##### Das Interview
Diese Sicherheitslücke besteht schon seit 20 Jahren. Wie kann es sein, dass diese Lücke jetzt erst und dann gleich von mehreren verschiedenen Personen zum gleichen Zeitpunkt entdeckt wurde?

Wenn man in der Geschichte zurückgeht, scheint es, als sei die Zeit manchmal einfach reif. In der Computer-Industrie haben oft mehrere Personen gleichzeitig derartige Bugs gefunden. Das zeigt sich auch in anderen Entwicklungsschritten der Technik: dem Telefon, dem motorisierten Flug, der Entdeckung des Fernsehens. Aus unbekannten Gründen stoßen mehrere Personen zur selben Zeit auf die gleiche Idee oder den gleichen Gedanken.

Sie und Ihr Team haben Meltdown entdeckt, von den anderen Gruppen erfuhren Sie dann, dass es noch eine weitere Lücke gibt: Spectre. Sehen Sie bei Meltdown oder bei Spectre die größere Gefahr?

Meltdown sehe ich aktuell als sehr konkrete Gefahr. Denn Angreifern ist es ein Leichtes, die Sicherheitslücke auszunutzen und auf allen Computern private Daten abzusaugen. Glücklicherweise gibt es durch Betriebssystemupdates einen effektiven Schutz und künftige Prozessoren werden das Problem schon direkt in der Hardware lösen. Längerfristig bereitet mir Spectre mehr Sorgen, weil es nicht eine einzelne Stelle in der Hardware oder Software gibt, deren Änderung das Problem ein für alle Mal aus der Welt schafft. Es kann also eine Weile dauern, bis alle Spectre-anfälligen Programmabschnitte repariert sind.

Wieso sind von Meltdown vor allem Intel-Chips betroffen?

Da kann ich nur ein bisschen raten. Ich kenne leider nicht die Mikroarchitektur des Intel-Produkts – das ist Betriebsgeheimnis. Aber es sieht so aus, als hätten sie den Vorteil, dass sie sich einen Takt bei der Ausführungszeit sparen. Dadurch, dass sie Daten intern schnellstmöglich weiterverarbeiten. Scheinbar legen die anderen Hersteller etwas mehr Wert auf das Prüfen von Zugriffsrechten und sind deswegen nicht in diese Falle geraten.

Warum trifft Spectre alle Architekturen?
##########
##### Auszüge der Auflistung
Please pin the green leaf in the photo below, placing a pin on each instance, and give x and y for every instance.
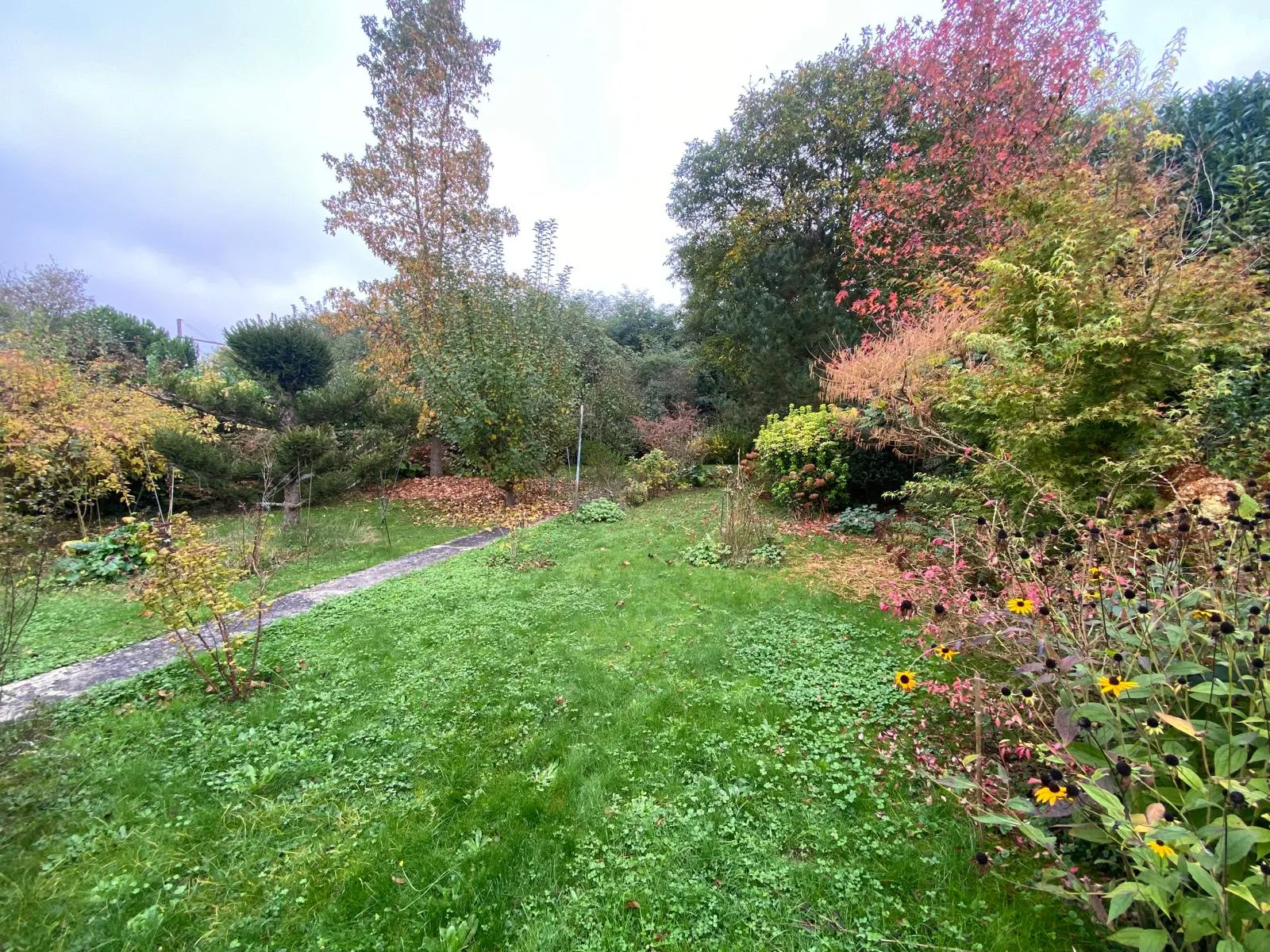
(1122, 898)
(999, 820)
(1236, 844)
(1229, 761)
(1141, 939)
(1037, 835)
(956, 782)
(1238, 889)
(1189, 777)
(1109, 801)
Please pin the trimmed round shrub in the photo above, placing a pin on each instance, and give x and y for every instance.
(601, 511)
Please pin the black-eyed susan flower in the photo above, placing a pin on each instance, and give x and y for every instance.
(1115, 685)
(1022, 606)
(1051, 793)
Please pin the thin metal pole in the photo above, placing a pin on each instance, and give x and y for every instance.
(577, 473)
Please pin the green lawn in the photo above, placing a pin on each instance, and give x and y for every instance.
(610, 753)
(73, 624)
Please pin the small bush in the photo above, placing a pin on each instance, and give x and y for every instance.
(803, 456)
(601, 511)
(652, 474)
(768, 554)
(657, 470)
(708, 552)
(859, 520)
(708, 475)
(110, 558)
(635, 493)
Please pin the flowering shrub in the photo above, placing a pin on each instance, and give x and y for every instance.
(677, 433)
(1127, 704)
(190, 588)
(601, 511)
(656, 471)
(804, 457)
(859, 520)
(708, 552)
(768, 554)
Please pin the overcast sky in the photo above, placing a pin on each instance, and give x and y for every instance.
(171, 150)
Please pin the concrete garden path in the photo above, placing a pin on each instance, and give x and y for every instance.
(21, 697)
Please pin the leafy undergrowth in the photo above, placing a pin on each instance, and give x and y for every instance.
(616, 752)
(333, 539)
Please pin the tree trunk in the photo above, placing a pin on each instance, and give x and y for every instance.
(291, 503)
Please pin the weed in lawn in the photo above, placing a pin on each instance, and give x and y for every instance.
(700, 767)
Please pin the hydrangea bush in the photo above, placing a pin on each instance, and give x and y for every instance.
(803, 456)
(1114, 672)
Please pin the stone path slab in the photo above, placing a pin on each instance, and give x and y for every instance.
(21, 697)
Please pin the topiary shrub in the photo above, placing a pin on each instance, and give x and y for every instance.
(601, 511)
(635, 493)
(656, 470)
(803, 457)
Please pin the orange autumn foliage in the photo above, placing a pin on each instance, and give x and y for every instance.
(70, 438)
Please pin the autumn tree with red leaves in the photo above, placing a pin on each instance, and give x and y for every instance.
(992, 89)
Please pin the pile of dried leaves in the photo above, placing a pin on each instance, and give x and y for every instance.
(855, 569)
(471, 501)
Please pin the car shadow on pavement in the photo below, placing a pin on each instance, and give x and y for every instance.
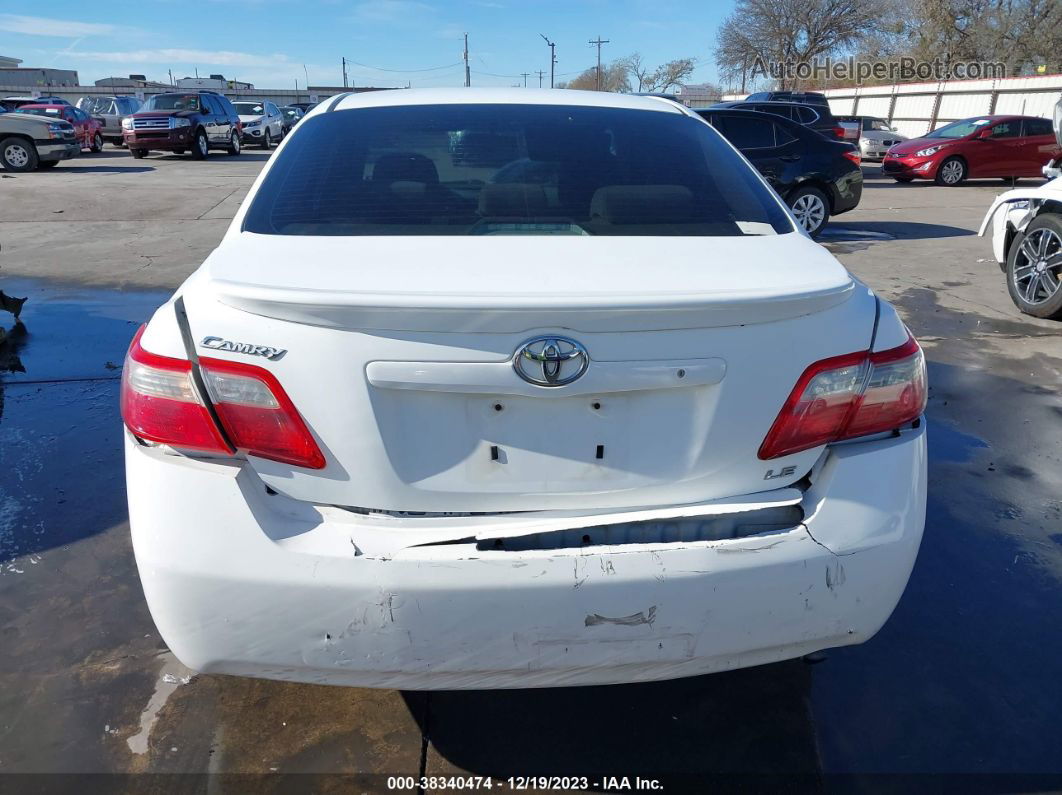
(891, 230)
(754, 721)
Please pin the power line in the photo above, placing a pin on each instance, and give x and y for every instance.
(405, 71)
##########
*Gestellte Aufgabe 1*
Wie lässt sich der Absatz im Interview, der mit „Meltdown sehe ich aktuell“ beginnt, als knappe Stichpunktliste wiedergeben, ohne dass seine Hauptaussagen verloren gehen?
*Gestellte Aufgabe 2*
Beantworten Sie anhand des Interviews diese Fragen:
(a) Seit wie vielen Jahren besteht die Sicherheitslücke?
(b) Welche der beiden Lücken hat das Team der befragten Person entdeckt?
(c) Warum kennt die befragte Person die Mikroarchitektur des Intel-Produkts nicht?
*Gestellte Aufgabe 3*
Welche Entwicklungsschritte der Technik nennt das Interview als Beispiele dafür, dass mehrere Personen zur selben Zeit auf die gleiche Idee kommen?

*Richtige Antwort 1*
- Meltdown ist derzeit eine sehr konkrete Gefahr: Angreifer können die Lücke leicht ausnutzen und auf allen Computern private Daten absaugen.
- Betriebssystemupdates bieten wirksamen Schutz, und künftige Prozessoren lösen das Problem direkt in der Hardware.
- Spectre bereitet längerfristig mehr Sorgen, weil es keine einzelne Stelle in Hard- oder Software gibt, deren Änderung das Problem endgültig beseitigt.
- Bis alle Spectre-anfälligen Programmabschnitte repariert sind, kann es daher eine Weile dauern.

*Richtige Antwort 2*
(a) Seit 20 Jahren.
(b) Meltdown.
(c) Weil sie ein Betriebsgeheimnis ist.

*Richtige Antwort 3*
- das Telefon
- der motorisierte Flug
- die Entdeckung des Fernsehens